C’est ce soir la première de Tartarin sur les Alpes. Et c’est, cette année même, le cinquantenaire de Tartarin. Voilà cinquante ans que la fantaisie d’Alphonse Daudet a conçu le héros de Tarascon et ses aventures. Et n’allez pas croire que je fasse confusion ou erreur. Je sais parfaitement bien que Tartarin de Tarascon n’a paru qu’en 1872. Mais neuf ans plus tôt, en 1863, Alphonse Daudet, alors tout jeune débutant dans les lettres, avait déjà écrit et publié un conte où se reconnaissent toutes les grandes lignes et maint détail du futur roman.
Ce conte avait alors paru dans le Figaro et le Figaro l’a réimprimé samedi dans son supplément littéraire. Quelle lecture instructive ! Nous ne la recommandons pas seulement aux curieux de l’histoire littéraire. Ce sont les esprits qu’intéresse le mystère de la production artistique que nous supplions de s’arrêter un instant sur le cas de Tartarin.

--------

▸ CONSIGNE
Reprenez à l’identique tout le passage du texte sur Tartarin, depuis « C’est ce soir » jusqu’à « cas de Tartarin. ».

--------

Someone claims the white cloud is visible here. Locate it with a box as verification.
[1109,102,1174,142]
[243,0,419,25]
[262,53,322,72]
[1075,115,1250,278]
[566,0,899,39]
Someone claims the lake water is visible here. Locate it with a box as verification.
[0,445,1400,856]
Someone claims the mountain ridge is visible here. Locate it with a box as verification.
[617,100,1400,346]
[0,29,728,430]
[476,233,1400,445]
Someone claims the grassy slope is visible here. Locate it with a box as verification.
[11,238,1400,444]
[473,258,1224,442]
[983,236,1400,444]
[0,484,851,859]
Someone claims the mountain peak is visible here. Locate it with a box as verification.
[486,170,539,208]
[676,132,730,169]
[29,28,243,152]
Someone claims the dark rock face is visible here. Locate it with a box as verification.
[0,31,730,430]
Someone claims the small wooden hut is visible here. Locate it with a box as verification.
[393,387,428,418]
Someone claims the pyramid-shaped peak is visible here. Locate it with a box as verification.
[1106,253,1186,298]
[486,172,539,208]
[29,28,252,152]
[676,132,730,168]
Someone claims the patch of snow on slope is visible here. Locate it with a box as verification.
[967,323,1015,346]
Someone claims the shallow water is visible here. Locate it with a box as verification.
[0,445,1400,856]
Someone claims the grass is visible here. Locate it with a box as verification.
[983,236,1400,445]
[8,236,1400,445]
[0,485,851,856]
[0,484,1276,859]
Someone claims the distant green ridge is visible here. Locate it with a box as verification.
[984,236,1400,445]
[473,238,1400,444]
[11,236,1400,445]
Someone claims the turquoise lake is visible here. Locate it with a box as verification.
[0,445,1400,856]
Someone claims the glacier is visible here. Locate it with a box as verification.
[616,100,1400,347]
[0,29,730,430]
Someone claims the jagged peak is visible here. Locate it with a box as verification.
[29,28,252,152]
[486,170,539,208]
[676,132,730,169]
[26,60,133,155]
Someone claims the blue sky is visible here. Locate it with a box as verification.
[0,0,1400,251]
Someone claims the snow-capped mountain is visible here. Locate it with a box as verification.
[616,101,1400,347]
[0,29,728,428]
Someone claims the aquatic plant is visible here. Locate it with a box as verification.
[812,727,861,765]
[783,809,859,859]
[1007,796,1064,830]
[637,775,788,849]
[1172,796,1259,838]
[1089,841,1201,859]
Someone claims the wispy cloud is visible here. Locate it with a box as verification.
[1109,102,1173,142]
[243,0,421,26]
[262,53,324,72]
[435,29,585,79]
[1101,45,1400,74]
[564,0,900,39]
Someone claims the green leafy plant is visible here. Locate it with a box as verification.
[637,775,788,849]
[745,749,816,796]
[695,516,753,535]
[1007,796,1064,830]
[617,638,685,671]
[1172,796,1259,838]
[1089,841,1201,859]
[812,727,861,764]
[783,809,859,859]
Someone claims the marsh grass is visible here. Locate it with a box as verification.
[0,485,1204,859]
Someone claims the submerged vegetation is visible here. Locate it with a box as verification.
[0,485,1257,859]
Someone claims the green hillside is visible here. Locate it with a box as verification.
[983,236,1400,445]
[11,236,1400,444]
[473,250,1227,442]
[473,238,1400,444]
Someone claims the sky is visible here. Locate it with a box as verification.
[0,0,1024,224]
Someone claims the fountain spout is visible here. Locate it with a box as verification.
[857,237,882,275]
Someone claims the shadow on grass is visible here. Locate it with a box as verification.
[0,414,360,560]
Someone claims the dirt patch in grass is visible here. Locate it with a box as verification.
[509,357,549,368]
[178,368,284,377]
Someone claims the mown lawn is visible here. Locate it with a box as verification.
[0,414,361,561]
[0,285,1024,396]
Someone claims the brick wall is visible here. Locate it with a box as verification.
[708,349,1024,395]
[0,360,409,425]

--------

▸ RÉPONSE FINALE
C’est ce soir la première de Tartarin sur les Alpes. Et c’est, cette année même, le cinquantenaire de Tartarin. Voilà cinquante ans que la fantaisie d’Alphonse Daudet a conçu le héros de Tarascon et ses aventures. Et n’allez pas croire que je fasse confusion ou erreur. Je sais parfaitement bien que Tartarin de Tarascon n’a paru qu’en 1872. Mais neuf ans plus tôt, en 1863, Alphonse Daudet, alors tout jeune débutant dans les lettres, avait déjà écrit et publié un conte où se reconnaissent toutes les grandes lignes et maint détail du futur roman.
Ce conte avait alors paru dans le Figaro et le Figaro l’a réimprimé samedi dans son supplément littéraire. Quelle lecture instructive ! Nous ne la recommandons pas seulement aux curieux de l’histoire littéraire. Ce sont les esprits qu’intéresse le mystère de la production artistique que nous supplions de s’arrêter un instant sur le cas de Tartarin.